··· Supplied data ···

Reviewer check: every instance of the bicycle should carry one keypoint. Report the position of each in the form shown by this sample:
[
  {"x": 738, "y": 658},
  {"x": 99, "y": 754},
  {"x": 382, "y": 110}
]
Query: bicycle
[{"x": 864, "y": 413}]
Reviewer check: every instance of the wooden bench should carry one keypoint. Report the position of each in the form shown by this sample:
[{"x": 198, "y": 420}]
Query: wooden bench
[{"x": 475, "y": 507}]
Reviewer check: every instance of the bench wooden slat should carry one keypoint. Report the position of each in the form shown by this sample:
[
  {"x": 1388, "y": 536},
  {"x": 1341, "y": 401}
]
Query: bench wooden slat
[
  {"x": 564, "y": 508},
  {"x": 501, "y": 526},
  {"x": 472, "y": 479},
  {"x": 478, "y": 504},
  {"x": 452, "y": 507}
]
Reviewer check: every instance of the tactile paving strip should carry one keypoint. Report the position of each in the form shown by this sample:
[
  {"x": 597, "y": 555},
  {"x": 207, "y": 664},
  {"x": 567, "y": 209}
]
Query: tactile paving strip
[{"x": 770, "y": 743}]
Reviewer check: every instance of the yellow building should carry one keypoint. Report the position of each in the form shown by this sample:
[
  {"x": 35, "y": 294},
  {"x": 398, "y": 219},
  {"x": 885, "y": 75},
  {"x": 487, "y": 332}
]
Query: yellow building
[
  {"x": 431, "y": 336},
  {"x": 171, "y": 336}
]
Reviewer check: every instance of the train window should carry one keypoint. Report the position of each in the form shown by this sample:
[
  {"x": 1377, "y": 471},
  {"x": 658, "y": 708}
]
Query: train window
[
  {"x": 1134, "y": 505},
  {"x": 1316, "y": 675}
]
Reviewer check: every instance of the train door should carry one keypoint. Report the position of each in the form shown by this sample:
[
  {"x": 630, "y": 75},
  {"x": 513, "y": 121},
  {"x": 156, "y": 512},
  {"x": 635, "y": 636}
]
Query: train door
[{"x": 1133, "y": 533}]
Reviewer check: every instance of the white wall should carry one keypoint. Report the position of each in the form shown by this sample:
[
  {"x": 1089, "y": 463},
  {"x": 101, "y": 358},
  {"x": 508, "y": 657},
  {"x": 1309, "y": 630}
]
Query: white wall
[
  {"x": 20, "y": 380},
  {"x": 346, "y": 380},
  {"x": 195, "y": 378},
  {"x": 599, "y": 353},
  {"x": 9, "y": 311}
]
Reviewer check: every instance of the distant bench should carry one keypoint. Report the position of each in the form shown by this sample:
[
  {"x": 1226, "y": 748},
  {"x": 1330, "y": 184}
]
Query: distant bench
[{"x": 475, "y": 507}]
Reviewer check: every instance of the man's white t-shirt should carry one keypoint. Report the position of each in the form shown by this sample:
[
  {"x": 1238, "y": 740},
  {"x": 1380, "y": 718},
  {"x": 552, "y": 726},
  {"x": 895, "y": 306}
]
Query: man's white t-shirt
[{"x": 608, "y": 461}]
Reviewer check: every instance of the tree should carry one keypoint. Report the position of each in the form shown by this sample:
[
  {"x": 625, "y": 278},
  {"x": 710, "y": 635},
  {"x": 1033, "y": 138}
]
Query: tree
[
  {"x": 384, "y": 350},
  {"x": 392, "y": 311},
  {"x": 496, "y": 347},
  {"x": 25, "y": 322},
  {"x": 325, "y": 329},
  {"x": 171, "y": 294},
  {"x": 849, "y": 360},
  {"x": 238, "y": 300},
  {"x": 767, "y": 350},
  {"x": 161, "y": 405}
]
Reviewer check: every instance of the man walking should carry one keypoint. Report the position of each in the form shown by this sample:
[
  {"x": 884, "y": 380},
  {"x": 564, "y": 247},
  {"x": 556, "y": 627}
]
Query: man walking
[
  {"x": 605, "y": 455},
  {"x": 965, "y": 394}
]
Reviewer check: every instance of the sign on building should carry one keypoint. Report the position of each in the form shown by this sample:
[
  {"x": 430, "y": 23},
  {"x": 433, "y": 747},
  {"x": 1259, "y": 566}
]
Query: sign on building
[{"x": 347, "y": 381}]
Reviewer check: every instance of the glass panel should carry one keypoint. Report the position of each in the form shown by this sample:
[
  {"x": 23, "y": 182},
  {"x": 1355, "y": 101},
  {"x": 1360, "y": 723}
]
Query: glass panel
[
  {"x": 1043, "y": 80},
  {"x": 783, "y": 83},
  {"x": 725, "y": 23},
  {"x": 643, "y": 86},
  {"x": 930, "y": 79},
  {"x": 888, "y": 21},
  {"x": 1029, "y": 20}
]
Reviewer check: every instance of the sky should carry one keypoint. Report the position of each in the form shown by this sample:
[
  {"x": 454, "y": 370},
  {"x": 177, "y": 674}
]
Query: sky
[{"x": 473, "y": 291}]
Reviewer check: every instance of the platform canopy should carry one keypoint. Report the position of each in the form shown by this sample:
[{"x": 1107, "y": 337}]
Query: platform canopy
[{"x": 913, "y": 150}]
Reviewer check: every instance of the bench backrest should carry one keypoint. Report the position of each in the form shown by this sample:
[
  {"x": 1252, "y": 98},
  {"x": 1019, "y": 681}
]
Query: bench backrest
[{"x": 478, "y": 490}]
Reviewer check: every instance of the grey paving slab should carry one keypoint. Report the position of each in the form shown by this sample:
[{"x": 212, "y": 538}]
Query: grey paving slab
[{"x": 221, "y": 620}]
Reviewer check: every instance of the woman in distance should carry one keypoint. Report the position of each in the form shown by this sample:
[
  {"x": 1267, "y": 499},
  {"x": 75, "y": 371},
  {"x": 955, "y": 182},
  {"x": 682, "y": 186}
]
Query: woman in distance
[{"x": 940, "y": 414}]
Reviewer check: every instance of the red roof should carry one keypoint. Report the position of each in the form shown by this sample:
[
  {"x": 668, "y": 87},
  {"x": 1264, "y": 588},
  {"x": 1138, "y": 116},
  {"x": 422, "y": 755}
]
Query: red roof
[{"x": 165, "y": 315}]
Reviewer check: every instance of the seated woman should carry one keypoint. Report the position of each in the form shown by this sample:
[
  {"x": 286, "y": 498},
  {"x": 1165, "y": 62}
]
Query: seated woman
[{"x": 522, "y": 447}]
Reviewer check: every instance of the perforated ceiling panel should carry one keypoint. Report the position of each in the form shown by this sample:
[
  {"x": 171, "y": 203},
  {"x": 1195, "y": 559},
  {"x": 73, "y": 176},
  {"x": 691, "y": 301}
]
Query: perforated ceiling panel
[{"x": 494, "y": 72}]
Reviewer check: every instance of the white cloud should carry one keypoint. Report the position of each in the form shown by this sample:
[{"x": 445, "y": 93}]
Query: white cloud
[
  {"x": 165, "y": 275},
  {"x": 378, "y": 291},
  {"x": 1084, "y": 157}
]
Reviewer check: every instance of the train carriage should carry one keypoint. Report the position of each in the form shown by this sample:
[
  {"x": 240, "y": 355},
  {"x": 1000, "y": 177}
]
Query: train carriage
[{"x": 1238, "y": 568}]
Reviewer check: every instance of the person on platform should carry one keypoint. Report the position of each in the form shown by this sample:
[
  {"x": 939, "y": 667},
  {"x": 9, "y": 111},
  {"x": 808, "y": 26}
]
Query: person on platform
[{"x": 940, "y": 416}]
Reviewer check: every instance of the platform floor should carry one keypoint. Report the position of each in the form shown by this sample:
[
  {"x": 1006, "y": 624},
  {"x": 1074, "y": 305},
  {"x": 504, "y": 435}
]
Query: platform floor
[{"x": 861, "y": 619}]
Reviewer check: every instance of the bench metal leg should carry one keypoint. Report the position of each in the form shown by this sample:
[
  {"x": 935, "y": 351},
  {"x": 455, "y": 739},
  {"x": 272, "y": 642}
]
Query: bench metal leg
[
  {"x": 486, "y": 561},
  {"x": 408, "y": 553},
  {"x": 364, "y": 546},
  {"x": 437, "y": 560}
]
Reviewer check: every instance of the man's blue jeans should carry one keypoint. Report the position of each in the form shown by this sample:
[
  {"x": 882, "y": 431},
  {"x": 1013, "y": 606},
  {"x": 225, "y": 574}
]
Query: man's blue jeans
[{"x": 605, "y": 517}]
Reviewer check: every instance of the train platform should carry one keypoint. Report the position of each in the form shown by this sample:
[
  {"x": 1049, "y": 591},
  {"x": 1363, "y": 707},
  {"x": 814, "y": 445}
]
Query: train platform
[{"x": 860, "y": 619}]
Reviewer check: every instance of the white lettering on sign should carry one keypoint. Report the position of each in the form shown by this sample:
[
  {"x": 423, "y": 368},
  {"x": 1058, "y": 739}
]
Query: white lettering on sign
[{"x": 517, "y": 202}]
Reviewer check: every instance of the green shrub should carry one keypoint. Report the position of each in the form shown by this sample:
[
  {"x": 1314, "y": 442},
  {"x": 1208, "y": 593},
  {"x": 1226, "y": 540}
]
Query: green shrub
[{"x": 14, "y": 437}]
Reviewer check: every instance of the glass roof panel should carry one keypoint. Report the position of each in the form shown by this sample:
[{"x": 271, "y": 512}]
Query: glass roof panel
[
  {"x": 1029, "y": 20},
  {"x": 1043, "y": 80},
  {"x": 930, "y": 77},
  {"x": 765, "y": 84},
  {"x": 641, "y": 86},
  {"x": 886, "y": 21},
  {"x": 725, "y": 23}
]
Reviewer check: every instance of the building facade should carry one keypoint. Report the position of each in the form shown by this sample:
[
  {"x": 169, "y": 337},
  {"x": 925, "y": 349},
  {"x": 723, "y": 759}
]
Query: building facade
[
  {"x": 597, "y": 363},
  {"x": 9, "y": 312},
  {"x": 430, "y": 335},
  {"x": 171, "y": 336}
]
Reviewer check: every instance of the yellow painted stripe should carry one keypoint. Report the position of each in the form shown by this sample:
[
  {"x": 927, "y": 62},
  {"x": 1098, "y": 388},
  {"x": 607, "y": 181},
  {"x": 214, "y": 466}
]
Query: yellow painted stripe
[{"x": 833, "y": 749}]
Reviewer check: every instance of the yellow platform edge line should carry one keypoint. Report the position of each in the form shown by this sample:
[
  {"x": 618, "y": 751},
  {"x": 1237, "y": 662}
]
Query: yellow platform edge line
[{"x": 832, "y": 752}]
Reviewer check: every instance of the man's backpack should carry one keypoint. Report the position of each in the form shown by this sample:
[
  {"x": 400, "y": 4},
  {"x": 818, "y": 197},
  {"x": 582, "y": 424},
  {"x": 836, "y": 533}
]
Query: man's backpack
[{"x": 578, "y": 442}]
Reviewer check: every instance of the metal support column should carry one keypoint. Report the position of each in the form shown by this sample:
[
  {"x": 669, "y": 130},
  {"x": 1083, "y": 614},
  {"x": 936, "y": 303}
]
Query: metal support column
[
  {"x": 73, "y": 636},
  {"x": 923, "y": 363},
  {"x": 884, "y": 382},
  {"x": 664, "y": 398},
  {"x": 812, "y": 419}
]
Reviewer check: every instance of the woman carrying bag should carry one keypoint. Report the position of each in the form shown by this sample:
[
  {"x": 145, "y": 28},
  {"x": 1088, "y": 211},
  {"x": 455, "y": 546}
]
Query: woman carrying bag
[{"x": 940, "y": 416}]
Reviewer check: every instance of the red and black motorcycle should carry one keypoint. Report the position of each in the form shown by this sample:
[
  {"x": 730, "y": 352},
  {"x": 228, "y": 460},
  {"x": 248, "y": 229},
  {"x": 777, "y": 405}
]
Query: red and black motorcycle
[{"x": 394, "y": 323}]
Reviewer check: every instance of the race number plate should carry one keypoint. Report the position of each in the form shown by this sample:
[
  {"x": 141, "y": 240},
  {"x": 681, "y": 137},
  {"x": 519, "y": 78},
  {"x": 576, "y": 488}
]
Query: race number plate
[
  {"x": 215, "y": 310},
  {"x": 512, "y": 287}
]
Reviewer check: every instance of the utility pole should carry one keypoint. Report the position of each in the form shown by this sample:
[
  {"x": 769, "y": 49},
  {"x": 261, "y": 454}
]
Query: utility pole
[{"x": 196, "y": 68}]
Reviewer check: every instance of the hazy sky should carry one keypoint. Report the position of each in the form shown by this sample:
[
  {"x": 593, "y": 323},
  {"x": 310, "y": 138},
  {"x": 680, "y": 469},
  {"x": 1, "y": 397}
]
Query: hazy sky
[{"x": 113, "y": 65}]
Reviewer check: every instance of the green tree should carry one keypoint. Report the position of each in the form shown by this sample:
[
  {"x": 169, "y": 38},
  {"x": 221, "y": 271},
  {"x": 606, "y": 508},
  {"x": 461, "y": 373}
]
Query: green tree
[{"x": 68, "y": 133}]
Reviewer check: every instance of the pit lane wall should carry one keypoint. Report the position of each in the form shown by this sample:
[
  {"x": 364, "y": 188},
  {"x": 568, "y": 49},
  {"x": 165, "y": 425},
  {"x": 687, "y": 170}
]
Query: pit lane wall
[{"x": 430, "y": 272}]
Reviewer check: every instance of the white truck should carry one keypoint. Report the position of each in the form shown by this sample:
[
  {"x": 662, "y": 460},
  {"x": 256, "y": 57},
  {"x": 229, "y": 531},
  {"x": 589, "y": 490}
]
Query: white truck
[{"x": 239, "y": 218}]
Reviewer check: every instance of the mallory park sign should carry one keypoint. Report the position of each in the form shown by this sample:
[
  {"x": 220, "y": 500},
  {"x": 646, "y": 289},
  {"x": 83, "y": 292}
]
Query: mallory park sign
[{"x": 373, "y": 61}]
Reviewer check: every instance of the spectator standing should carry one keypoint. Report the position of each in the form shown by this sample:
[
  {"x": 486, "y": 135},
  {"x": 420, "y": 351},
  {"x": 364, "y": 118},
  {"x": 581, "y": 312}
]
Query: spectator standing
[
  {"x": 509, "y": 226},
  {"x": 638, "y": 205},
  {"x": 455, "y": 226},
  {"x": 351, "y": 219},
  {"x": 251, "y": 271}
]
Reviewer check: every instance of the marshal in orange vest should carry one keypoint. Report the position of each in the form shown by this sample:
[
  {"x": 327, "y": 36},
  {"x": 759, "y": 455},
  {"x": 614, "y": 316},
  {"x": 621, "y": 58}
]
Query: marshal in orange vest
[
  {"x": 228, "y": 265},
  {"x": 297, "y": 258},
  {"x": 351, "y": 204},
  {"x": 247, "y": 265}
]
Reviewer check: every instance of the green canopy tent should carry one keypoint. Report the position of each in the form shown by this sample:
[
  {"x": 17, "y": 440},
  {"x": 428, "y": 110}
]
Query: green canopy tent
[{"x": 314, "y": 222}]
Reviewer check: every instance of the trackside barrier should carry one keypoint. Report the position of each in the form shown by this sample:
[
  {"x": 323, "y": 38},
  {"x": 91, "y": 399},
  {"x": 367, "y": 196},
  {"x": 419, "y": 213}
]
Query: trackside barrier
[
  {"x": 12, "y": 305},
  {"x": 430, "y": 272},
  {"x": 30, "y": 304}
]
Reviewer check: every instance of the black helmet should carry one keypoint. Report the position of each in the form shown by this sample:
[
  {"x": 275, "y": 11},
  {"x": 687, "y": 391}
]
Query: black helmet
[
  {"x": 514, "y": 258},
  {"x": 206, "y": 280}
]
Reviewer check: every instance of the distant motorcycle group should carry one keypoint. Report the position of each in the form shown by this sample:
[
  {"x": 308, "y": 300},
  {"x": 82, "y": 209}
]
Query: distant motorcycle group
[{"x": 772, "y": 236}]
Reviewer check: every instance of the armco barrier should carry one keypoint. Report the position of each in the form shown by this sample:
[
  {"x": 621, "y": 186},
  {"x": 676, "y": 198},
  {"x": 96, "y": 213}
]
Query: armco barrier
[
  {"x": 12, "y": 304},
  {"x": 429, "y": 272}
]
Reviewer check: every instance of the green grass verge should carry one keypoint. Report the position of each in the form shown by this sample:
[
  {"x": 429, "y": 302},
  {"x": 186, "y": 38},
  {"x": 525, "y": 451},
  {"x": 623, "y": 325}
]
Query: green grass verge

···

> **Written task**
In the listing above, find the line with "Reviewer check: every instance of the armco" and set down that line and all after it exactly, through the final line.

> **Solution for this problem**
Reviewer check: every instance of the armco barrier should carry one keypoint. Report the position of each in the form shown by this sample:
[
  {"x": 621, "y": 186},
  {"x": 676, "y": 198},
  {"x": 96, "y": 213}
]
Query: armco barrier
[
  {"x": 12, "y": 304},
  {"x": 429, "y": 272}
]
Reviewer check: every instance of the green grass verge should carry one keypoint. Report the position of each in the form shown by this sample:
[
  {"x": 429, "y": 302},
  {"x": 186, "y": 38},
  {"x": 525, "y": 451},
  {"x": 623, "y": 325}
]
Query: green grass verge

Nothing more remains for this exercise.